### RECORDS SHOWN
• • • • •

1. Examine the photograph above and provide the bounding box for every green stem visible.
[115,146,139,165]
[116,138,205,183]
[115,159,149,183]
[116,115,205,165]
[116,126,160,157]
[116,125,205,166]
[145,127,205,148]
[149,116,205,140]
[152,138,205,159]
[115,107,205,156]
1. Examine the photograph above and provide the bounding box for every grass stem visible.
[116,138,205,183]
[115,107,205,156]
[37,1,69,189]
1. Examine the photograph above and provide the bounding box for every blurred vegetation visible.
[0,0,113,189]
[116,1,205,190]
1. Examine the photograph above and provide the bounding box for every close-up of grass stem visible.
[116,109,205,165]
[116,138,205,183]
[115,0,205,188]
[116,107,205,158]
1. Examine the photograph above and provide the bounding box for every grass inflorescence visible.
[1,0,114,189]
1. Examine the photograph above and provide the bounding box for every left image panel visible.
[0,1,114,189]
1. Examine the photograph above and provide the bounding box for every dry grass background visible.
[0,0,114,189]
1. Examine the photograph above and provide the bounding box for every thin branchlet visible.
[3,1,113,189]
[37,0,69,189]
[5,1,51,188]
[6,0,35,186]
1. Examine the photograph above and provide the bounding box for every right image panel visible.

• • • • •

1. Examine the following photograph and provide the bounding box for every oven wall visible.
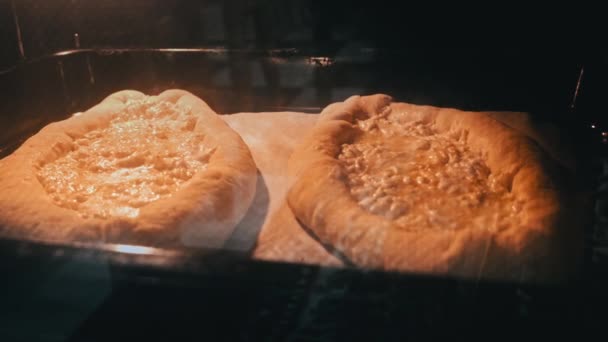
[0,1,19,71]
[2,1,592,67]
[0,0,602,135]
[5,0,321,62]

• • • • •

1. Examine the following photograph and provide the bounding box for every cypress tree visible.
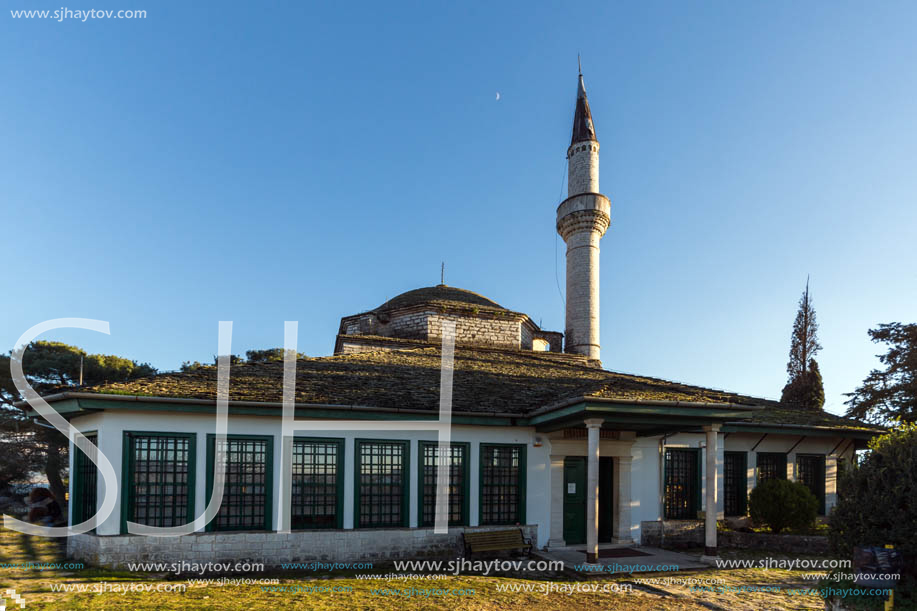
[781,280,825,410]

• • • • •

### BRIEF
Set down, unchanged, only those lines above that fall between the line with "green stem visible." and the line with "right image panel visible.", the two end lines included.

### ANSWER TO THE EXERCISE
1. Examine the photograph above and provide the bounding box for every green stem visible.
[115,146,139,165]
[116,138,205,183]
[115,159,149,183]
[116,115,205,165]
[116,126,160,157]
[116,125,205,166]
[145,127,205,148]
[149,116,205,140]
[152,138,205,159]
[115,107,205,156]
1. Examine the photograph above and provide the bounding box for every grass stem visible.
[116,138,205,183]
[115,107,205,156]
[37,1,69,189]
1. Examine the photograph above and provide the bounding box for every blurred vegetation visible.
[0,0,113,189]
[116,1,205,190]
1. Examine the photograph above and provide the bounding box for every close-up of grass stem visible.
[116,109,205,165]
[116,138,205,183]
[115,0,205,188]
[116,107,205,158]
1. Examine the photograph above and provide the bounding box for every grass inflorescence visible.
[1,0,114,189]
1. Examine the photograph above and provide the bounding box for every left image panel visible.
[0,1,114,189]
1. Examine the photograph above and provide the bounding box for every dry grass background visible.
[0,0,114,189]
1. Examine the photograph above and provide the bounding box for every thin branchlet visible.
[3,1,113,189]
[37,0,69,189]
[5,1,51,188]
[6,0,35,186]
1. Examine the photograph above and provide the bounding box for every right image panel visible.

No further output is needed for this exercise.